[Begin EXTRACT TO READ]
Nope, no black smoke and the motor revs straight up to 2,100RPM and then no higher.

Today we took the boat out and rev'd slowly up to 2,100. Then put the engine into neutral and the engine reved up to 3,500RPM no worries. Then put the engine back in gear and was back upto 2,100RPM within about 45 seconds. I played with the throttle a bit and it easily goes to 2,100 RPM but no higher.


----------



## svsirius (Jan 14, 2007)

If you are sure it's not the prop, then I would look at a fuel starvation issue. Change the fuel filters and maybe get the feed pump checked for flow volume. Odds are you are either putting too much load on the engine [prop] or not getting enough fuel to it to allow full throttle.


----------



## chucklesR (Sep 17, 2007)

If no load RPM is 3500 and loaded maxs RPM at 2100 it's the prop.

The ONLY difference is the load on the engine, ergo the cause is the load on the engine. Life really is that simple.

OTOH, if max rated RPM is 4000 you should be able to hit 4000 with no load. That means that fuel starvation or air starvation might also be issues. My bet is the PO upsized the engine without consideration for the supply side. Of course he might also have put a monster alternator on it which is overloading the engine but you haven't mentioned one.

Nothing in the world of sailing gets you in more trouble that believing the previous owner without question (e.g. "the rigging is fine, don't worry about the rust marks" is right up there with "I measured the prop and it's correct")
[End EXTRACT TO READ]
[Begin LISTED ENTRIES]
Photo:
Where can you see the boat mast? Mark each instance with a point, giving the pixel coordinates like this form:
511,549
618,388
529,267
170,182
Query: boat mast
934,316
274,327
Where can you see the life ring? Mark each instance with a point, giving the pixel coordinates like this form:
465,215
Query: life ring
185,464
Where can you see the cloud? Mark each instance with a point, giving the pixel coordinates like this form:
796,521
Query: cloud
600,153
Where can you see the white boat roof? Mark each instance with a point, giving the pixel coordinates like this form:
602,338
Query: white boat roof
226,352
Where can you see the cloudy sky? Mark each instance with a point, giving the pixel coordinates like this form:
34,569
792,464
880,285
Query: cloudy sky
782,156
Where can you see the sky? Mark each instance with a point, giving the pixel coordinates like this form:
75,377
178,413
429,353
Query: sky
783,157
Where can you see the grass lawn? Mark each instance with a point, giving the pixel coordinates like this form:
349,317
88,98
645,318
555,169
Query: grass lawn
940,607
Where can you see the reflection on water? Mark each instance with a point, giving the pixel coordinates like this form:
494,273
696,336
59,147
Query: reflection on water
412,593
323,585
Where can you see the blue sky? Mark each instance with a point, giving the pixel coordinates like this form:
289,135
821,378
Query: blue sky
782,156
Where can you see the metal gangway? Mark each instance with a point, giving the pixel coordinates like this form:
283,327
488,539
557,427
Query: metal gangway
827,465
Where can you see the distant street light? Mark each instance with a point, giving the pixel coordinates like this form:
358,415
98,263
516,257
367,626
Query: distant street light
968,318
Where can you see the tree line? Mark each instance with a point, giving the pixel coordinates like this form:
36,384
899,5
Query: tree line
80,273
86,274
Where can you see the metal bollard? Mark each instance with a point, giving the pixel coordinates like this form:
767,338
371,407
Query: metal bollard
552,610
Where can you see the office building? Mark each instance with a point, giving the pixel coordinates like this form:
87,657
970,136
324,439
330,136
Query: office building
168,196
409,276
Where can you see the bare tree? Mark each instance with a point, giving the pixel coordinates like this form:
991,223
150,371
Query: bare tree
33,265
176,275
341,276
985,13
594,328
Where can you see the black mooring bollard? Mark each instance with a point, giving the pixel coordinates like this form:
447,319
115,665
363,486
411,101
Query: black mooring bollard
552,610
[End LISTED ENTRIES]
## [SHORT EXERCISE]
Continue the boat engine thread from the point where it stops.

## [WRITTEN RESPONSE]
----------



## JohnRPollard (Mar 26, 2007)

Ilenart said:


> I also do not think it is the wrong propeller as the previous owner measured the prop and took it to a specialist and the advice was that it was about the right size and pitch for the boat...Ilenart


Get a second opinion from a new expert. Clearly the P.O. was having a problem if he sought advice -- unfortunately is sounds like that advice was perhaps less than scientific. Prop pitch is almost a black art, and opinions vary. My guess is that the prop is over-pitched.

For your consultation, have the prop size and pitch in hand, as well as other important specs (engine hp, red line, displacement, etc). Also, sometimes props lose or gain pitch from the original spec and need to be re-tuned, so the specs may no longer be accurate.


----------



## mallo (Mar 21, 2007)

I don’t know if this will help but I have fitted several Max Prop propellers (and are very satisfied with them including several customers), when they came down from the manufacturers they had a setting that they should be set for that vessel/engine and I have normally set them up at that, however most of them we have had to re-set them slightly one way or another.
In one instance we pitched the prop more and the boat gained about a knot extra speed, but the engine revs were down from 3400 flat out to 2800, the friend was very happy as he could now keep up with us!!, but the engineer who looked after the boat said it was overloaded, however its run like that for over 10 years without any problems.
On our boat, which is a similar size, engine is a ford 90bhp and we only get 2000 rpm at best however it’s a much lower revving engine (max cont revs 2500) and at 2000 rpm we are getting 8.5 Knots.
When we first fitted the prop, on the settings from the manufacture we were getting 2300 rpm but only 7.5 Knots, we pitched the prop a degree more and gained the extra speed and less revs, we hardly ever run the engine over 1800 rpm and for more fuel economy (while the price is high) we have been running it 1500 rpm giving the said 7.5 Knots.
It sounds like an incorrect prop size, what it the ratio of the gearbox and what size prop do you have?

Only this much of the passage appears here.